Data items
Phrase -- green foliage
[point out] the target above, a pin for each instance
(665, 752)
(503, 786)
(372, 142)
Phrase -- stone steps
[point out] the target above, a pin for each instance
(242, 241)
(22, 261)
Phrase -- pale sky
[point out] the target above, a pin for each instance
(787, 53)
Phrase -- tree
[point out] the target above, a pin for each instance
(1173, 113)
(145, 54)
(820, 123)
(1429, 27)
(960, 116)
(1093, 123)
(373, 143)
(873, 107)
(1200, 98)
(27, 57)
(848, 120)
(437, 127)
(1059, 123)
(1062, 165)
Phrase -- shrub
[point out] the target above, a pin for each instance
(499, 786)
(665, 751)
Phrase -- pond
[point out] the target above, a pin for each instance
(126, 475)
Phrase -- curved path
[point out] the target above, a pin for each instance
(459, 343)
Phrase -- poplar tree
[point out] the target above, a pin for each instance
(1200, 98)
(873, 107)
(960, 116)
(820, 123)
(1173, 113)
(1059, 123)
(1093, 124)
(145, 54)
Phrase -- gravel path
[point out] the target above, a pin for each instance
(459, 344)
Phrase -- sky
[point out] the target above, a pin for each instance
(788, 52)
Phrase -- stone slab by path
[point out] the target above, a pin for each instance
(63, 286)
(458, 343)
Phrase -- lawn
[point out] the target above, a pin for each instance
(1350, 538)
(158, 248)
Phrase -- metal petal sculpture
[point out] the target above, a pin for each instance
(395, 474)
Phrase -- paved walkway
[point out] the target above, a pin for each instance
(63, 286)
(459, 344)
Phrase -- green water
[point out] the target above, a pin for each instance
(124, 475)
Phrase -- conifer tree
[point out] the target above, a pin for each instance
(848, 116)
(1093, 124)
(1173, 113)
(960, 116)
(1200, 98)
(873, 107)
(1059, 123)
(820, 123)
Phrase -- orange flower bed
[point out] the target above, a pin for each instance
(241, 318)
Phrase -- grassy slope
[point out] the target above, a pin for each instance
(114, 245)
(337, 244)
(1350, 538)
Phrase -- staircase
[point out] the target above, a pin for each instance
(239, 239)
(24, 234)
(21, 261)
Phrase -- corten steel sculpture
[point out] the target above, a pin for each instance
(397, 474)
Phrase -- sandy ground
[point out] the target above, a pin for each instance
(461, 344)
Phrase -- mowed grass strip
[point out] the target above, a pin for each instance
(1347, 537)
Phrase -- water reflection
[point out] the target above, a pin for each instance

■ YOUR ASSIGNMENT
All entries are to be repeated exactly and completely.

■ TASK RESULT
Phrase -- green foliage
[point out] the target above, a pin for each instance
(665, 752)
(503, 786)
(372, 142)
Phrase -- stone steps
[point out] the target above, a pin for each instance
(242, 241)
(22, 261)
Phrase -- pale sky
[point out] the target above, a pin for each instance
(787, 53)
Phrase -- tree
[point out] the target above, a pin for each instance
(1173, 113)
(145, 54)
(820, 123)
(1429, 27)
(960, 116)
(1093, 123)
(373, 143)
(873, 107)
(1200, 98)
(27, 57)
(848, 120)
(437, 127)
(1059, 123)
(1062, 165)
Phrase -- shrub
[point out] the target above, a pin for each instance
(499, 786)
(665, 751)
Phrase -- pond
[point out] the target above, a pin for each instance
(126, 475)
Phrase -- curved path
[point out] the target above, a pin for each instance
(459, 343)
Phrase -- poplar tree
[point out] the target above, a pin for each instance
(1200, 98)
(873, 107)
(960, 116)
(820, 123)
(1173, 113)
(1059, 123)
(1093, 124)
(145, 54)
Phrase -- gravel path
[point out] the target above, a pin for each instance
(459, 344)
Phrase -- sky
[point out] the target above, a pin for each instance
(788, 52)
Phrase -- stone slab by path
[point out] the target above, a pin for each instance
(63, 286)
(458, 343)
Phrase -- lawn
[point out] the target above, a pin for each instance
(1350, 538)
(158, 248)
Phrase -- metal petal sculpture
[point out] the target above, a pin for each instance
(395, 474)
Phrase -- paved walkway
[point out] the target above, a pin for each instance
(63, 286)
(459, 344)
Phrase -- green water
[point out] the target above, a pin for each instance
(124, 475)
Phrase -- conifer tree
[point out] the target above, a pin for each instance
(848, 116)
(1093, 124)
(1173, 113)
(960, 116)
(1200, 98)
(873, 107)
(1059, 123)
(820, 123)
Phrase -- orange flower bed
[point out] the target above, a pin for each instance
(241, 318)
Phrase -- grassy slope
[point out] the target above, a pin for each instance
(114, 245)
(337, 244)
(1350, 538)
Phrase -- staircase
[point out] the target above, a pin for each instance
(239, 239)
(24, 234)
(21, 261)
Phrase -- corten steel sculpture
[point out] the target above, a pin for each instance
(397, 474)
Phrase -- sandy ground
[point out] the target above, a pin for each instance
(461, 344)
Phrase -- mowed grass strip
[point out] the target above, a pin for each instance
(1347, 537)
Phrase -- water reflection
[point out] the target above, a pin for each instance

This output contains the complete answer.